**Supplied entries:**
◆ ◆ ◆ ◆ ◆

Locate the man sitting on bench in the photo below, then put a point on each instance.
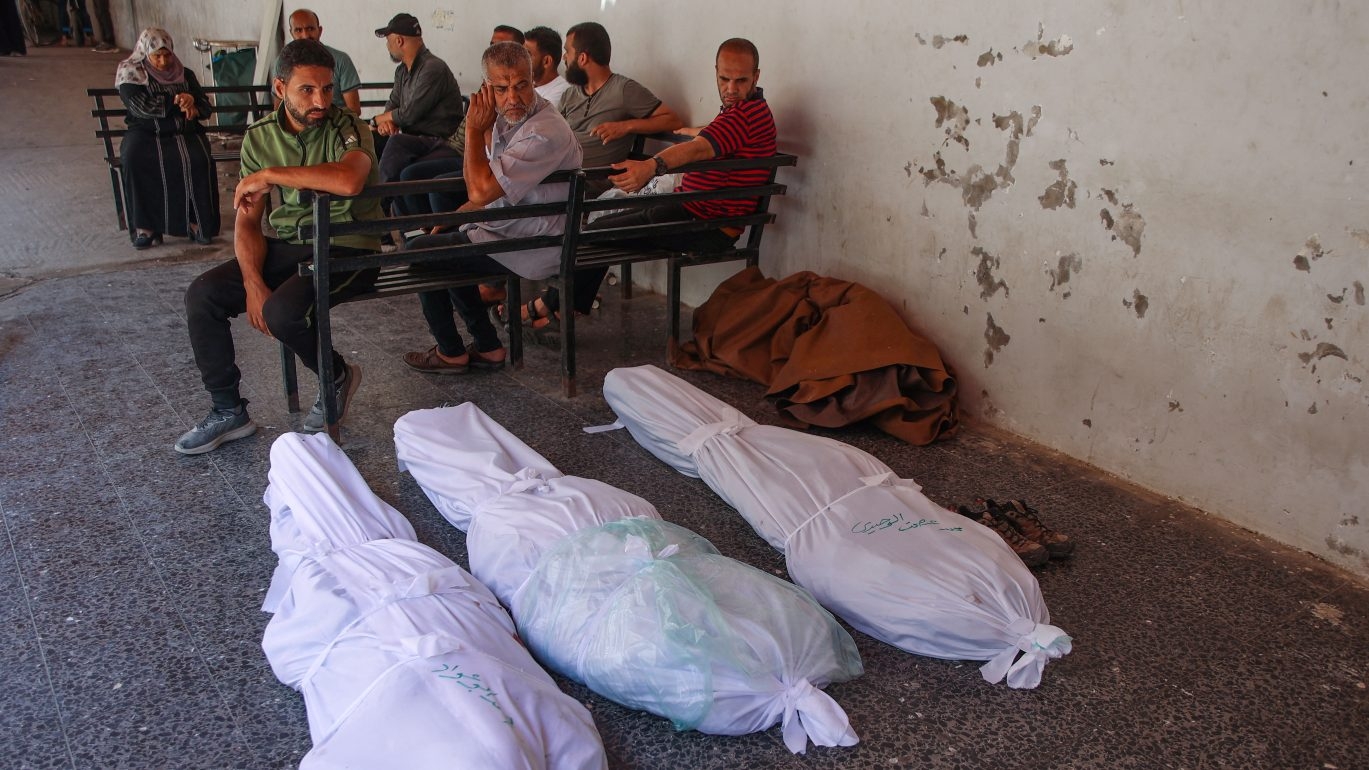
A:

◆ ◆ ◆ ◆ ◆

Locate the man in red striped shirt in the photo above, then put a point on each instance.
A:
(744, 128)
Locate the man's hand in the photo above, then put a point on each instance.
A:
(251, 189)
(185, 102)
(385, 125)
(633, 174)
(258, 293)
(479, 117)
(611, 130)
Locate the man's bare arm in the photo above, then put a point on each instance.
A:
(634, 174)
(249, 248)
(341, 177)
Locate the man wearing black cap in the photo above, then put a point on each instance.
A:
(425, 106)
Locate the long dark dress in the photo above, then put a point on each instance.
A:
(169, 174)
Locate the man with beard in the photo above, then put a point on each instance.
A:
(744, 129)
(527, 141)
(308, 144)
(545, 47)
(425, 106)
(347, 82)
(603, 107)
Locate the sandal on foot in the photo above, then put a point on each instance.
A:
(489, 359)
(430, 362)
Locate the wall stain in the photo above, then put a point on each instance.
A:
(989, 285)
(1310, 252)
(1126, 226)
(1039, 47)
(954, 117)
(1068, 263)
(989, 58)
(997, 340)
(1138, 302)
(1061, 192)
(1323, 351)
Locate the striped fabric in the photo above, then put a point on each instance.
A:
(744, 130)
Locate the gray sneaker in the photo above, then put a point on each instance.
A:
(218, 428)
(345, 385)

◆ ◆ ◆ ◆ ◆

**What is being asked:** Please count the lines in the material above that contain the word "instance" and reply with that number alone.

**Task answer:** 11